:: What is expected ::
Turn the lines of all the items below into a single numbered list, leaving out any blank lines. Do not include the pictures in your answer.

:: Provided material ::

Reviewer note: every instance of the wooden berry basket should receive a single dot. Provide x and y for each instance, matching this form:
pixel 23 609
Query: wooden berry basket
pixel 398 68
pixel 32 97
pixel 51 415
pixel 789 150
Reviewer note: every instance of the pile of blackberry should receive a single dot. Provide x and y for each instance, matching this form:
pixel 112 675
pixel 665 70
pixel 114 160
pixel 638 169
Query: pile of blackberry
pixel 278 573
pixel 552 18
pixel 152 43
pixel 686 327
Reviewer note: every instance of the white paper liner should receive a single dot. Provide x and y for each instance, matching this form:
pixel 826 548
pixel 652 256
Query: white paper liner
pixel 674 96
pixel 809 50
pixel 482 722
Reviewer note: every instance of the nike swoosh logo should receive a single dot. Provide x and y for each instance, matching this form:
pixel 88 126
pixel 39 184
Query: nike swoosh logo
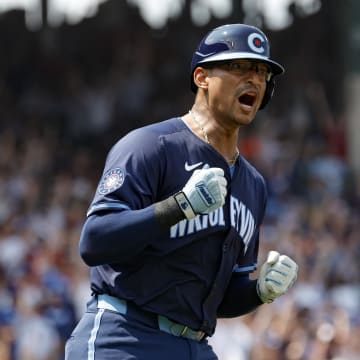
pixel 192 167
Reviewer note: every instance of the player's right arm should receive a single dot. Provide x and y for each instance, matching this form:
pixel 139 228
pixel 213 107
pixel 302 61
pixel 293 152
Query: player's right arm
pixel 110 236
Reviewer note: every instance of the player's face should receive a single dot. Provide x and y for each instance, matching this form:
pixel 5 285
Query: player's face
pixel 236 89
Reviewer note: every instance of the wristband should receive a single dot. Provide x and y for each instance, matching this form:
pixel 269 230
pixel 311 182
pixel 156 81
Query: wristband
pixel 184 205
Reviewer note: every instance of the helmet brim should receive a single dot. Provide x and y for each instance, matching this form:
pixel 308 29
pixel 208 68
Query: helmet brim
pixel 276 68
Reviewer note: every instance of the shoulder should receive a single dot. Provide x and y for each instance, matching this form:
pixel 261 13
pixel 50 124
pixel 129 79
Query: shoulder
pixel 252 172
pixel 147 139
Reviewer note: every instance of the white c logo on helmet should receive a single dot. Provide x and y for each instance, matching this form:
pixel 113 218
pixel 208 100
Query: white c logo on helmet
pixel 255 42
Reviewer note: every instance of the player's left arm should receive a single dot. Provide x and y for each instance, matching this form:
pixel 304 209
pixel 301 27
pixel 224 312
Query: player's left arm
pixel 277 276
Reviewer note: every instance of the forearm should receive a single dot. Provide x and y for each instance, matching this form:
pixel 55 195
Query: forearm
pixel 240 298
pixel 116 237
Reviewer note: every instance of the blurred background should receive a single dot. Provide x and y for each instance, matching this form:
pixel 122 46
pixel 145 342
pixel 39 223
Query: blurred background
pixel 75 76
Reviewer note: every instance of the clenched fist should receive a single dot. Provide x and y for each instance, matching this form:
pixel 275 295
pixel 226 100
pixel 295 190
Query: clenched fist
pixel 204 192
pixel 277 275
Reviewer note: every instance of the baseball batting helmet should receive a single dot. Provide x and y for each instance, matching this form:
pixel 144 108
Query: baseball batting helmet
pixel 236 41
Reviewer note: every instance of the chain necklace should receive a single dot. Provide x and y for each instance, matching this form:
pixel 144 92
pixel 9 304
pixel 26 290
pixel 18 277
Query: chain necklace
pixel 206 138
pixel 230 162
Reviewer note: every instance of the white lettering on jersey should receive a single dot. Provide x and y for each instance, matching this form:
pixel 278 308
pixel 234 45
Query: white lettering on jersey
pixel 241 219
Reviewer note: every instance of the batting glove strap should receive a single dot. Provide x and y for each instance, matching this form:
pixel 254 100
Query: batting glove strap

:: Result for this task ::
1. Reviewer note: every instance of the wooden berry basket should receive a single dot. Provide x and y for each instance, matching this form:
2. pixel 23 609
3. Query: wooden berry basket
4. pixel 398 68
5. pixel 32 97
6. pixel 51 415
7. pixel 789 150
8. Reviewer note: every instance of the pile of blackberry should receive a single dot. Provide x and y for each instance, matching this form:
9. pixel 112 675
10. pixel 665 70
11. pixel 114 160
12. pixel 638 169
13. Query: pile of blackberry
14. pixel 278 573
15. pixel 552 18
16. pixel 152 43
17. pixel 686 327
18. Reviewer note: every instance of the white paper liner should receive a single dot. Provide x and y for each instance, matching this form:
19. pixel 826 548
20. pixel 652 256
21. Query: white paper liner
22. pixel 674 96
23. pixel 809 50
24. pixel 482 722
25. Reviewer note: every instance of the nike swoosh logo should receive a single dot. Provide x and y for each instance, matching this form:
26. pixel 88 126
27. pixel 39 184
28. Query: nike swoosh logo
29. pixel 192 167
30. Reviewer note: every instance of the player's right arm should receive a single dot. Provide x and y for each instance, matching this form:
31. pixel 139 228
32. pixel 213 107
33. pixel 302 61
34. pixel 293 152
35. Query: player's right arm
36. pixel 110 236
37. Reviewer note: every instance of the player's face should receive a single dot. Provide x and y for each instance, matching this form:
38. pixel 5 285
39. Query: player's face
40. pixel 236 89
41. Reviewer note: every instance of the wristband should receive a single dot. Provide x and y for each instance, matching this form:
42. pixel 269 230
43. pixel 311 182
44. pixel 156 81
45. Query: wristband
46. pixel 184 205
47. Reviewer note: every instance of the helmet brim should receive a single dot. Provide x and y for each instance, matching this form:
48. pixel 308 29
49. pixel 208 68
50. Query: helmet brim
51. pixel 276 68
52. Reviewer note: every instance of the shoulder should receive a single dot. Provide x and y for each instance, matching this form:
53. pixel 261 13
54. pixel 50 124
55. pixel 129 79
56. Query: shoulder
57. pixel 252 172
58. pixel 147 139
59. Reviewer note: every instance of the white c logo on helmet should receive a single dot. Provide x and y for each instance, matching this form:
60. pixel 113 218
61. pixel 208 100
62. Query: white c logo on helmet
63. pixel 255 42
64. Reviewer note: every instance of the player's left arm should receive a single dot. Provide x and y for each instance, matching this form:
65. pixel 304 209
66. pixel 301 27
67. pixel 224 312
68. Query: player's left arm
69. pixel 277 276
70. Reviewer note: every instance of the forearm should receive a single dot. Provide x and y for each instance, matching this form:
71. pixel 55 195
72. Query: forearm
73. pixel 240 298
74. pixel 116 237
75. Reviewer note: every instance of the blurred background should receive a single dot. Provide x and y for each instance, matching this form:
76. pixel 122 46
77. pixel 145 342
78. pixel 39 223
79. Query: blurred background
80. pixel 75 76
81. Reviewer note: every instance of the clenched fist should receive a single dot. Provide x and y for each instance, matching this form:
82. pixel 275 295
83. pixel 226 100
84. pixel 295 190
85. Query: clenched fist
86. pixel 204 192
87. pixel 277 275
88. Reviewer note: every instance of the baseball batting helmet should receive a single dot. Provide x and y for each instance, matching this form:
89. pixel 144 108
90. Query: baseball batting helmet
91. pixel 236 41
92. Reviewer note: every instance of the chain necklace should receive a single dot. Provide x and y for each instance, matching this form:
93. pixel 144 92
94. pixel 9 304
95. pixel 26 290
96. pixel 18 277
97. Query: chain necklace
98. pixel 206 138
99. pixel 230 162
100. Reviewer note: every instance of the white lettering on jersey should receive a single dot. Provide x and y for each instance, matching this form:
101. pixel 278 308
102. pixel 234 45
103. Query: white lettering on jersey
104. pixel 241 219
105. Reviewer note: every instance of the batting glove strap should receive a single dot. Provide x and y for each instance, matching this form:
106. pixel 254 100
107. Query: batting glove strap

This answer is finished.